Rewrite everything from the start of the entries down to the line containing "[(254, 244)]", keeping every line in place. Shift each coordinate in the answers by adding 75 to it.

::: SOURCE RECORDS

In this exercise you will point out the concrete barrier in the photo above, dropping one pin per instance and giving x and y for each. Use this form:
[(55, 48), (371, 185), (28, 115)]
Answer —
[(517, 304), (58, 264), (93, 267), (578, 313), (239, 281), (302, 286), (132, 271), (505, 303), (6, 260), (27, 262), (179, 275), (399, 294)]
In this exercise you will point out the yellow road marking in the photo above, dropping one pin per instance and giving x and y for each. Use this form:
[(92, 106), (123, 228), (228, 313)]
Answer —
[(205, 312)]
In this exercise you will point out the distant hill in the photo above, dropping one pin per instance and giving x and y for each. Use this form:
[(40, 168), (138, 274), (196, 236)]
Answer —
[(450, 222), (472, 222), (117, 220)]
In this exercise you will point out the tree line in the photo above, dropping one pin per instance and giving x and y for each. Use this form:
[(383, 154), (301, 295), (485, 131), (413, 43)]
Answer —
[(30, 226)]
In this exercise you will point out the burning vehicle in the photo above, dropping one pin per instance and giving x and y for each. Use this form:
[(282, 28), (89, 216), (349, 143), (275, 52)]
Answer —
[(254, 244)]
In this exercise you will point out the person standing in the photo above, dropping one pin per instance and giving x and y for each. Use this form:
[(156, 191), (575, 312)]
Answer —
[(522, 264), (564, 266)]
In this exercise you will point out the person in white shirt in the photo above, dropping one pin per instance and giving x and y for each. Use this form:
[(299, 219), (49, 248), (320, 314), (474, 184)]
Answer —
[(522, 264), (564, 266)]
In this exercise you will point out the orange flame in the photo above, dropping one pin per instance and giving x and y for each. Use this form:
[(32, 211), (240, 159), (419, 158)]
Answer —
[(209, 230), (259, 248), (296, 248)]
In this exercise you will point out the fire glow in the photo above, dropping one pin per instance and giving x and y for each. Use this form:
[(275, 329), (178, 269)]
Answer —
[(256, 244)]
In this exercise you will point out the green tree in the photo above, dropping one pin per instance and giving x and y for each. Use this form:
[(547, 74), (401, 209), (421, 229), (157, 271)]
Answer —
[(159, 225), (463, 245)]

::::::

- WRITTEN RESPONSE:
In this exercise you will point out the concrete barrier in the photo above, dropping one pin per instance and giving x and y for each. Use this form:
[(55, 48), (371, 185), (28, 115)]
Answer —
[(592, 379), (133, 339), (168, 342), (653, 388), (314, 356), (377, 361), (207, 346), (580, 378), (81, 335), (102, 337), (254, 350), (474, 369)]
In this exercise you will point out the yellow road marking in the photo above, dropping one pin per instance and giving x and y for each. Use this form:
[(92, 106), (123, 228), (228, 313)]
Answer —
[(280, 387)]
In this exercise you will point out the distant hill in the photo above, dropping one pin per instance and giving x and y for each. Use this form:
[(40, 168), (138, 274), (196, 236)]
Answer —
[(525, 297), (547, 297), (192, 295)]
In this exercise you will point out the tree line in the photo above, dropping one pin per instance and giving x and y for each. Use this form:
[(383, 154), (301, 295), (485, 131), (413, 43)]
Answer —
[(105, 301)]
In this exercise you will point out the burning vehicle in the photo above, dropping one pin per instance and giving x and y for each. Use this form:
[(282, 28), (89, 216), (349, 143), (275, 52)]
Answer —
[(329, 319)]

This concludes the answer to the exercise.